=== Section Start ===

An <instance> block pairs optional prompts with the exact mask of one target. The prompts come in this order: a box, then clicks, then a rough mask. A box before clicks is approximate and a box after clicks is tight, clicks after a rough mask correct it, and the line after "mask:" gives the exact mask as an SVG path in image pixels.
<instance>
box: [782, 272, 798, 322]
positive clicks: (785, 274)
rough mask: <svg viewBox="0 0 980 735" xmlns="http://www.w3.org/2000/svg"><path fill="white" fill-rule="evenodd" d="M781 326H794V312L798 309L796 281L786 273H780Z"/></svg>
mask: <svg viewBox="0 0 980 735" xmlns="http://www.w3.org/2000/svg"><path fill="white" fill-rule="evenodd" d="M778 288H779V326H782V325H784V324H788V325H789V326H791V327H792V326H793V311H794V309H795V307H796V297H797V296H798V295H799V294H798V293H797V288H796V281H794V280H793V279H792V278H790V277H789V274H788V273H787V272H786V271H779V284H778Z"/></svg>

=== Section End ===
=== Section Start ===

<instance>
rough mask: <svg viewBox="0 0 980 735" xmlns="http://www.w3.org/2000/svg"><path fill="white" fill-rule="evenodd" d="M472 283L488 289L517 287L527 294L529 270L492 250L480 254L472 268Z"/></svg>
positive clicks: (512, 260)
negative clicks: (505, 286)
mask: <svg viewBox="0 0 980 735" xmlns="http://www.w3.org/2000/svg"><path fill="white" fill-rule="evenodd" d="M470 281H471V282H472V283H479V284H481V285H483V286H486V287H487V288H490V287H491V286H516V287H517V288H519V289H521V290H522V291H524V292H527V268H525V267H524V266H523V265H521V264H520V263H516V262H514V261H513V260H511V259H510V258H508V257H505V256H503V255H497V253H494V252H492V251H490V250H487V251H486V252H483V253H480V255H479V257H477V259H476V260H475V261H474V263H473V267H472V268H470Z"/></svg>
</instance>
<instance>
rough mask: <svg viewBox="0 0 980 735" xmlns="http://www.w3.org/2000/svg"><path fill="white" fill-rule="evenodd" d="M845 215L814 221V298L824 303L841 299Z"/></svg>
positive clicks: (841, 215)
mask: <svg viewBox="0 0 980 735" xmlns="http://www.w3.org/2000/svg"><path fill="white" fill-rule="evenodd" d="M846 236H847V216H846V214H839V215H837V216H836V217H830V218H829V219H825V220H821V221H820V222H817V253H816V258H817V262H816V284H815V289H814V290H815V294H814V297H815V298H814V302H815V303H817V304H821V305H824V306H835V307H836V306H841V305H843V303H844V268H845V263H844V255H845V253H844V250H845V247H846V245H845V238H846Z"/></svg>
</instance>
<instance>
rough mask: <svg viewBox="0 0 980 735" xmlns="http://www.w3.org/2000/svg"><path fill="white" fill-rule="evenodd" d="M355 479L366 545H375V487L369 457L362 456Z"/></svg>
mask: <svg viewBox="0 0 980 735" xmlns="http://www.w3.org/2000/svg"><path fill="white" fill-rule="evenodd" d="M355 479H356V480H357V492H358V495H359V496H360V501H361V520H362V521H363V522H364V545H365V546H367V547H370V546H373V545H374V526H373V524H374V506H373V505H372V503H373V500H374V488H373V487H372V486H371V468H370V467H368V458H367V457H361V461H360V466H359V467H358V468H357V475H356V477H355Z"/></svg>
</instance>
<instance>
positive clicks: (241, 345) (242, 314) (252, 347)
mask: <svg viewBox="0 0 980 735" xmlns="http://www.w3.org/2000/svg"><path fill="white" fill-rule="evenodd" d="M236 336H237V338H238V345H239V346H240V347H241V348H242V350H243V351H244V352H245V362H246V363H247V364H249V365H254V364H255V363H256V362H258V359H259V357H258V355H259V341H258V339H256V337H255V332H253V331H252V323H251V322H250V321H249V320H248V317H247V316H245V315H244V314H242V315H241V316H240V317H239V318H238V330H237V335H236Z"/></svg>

=== Section End ===

Starting with the line containing "An <instance> block" and going on through the line containing "positive clicks: (785, 274)", give those lines as a Markdown table with the columns No. and Line, omitting any blank lines.

| No. | Line |
|---|---|
| 1 | An <instance> block pairs optional prompts with the exact mask of one target. The prompts come in this order: a box, then clicks, then a rough mask. A box before clicks is approximate and a box after clicks is tight, clicks after a rough mask correct it, and the line after "mask:" gives the exact mask as an SVG path in image pixels. |
| 2 | <instance> |
| 3 | box: [782, 272, 798, 322] |
| 4 | positive clicks: (785, 274) |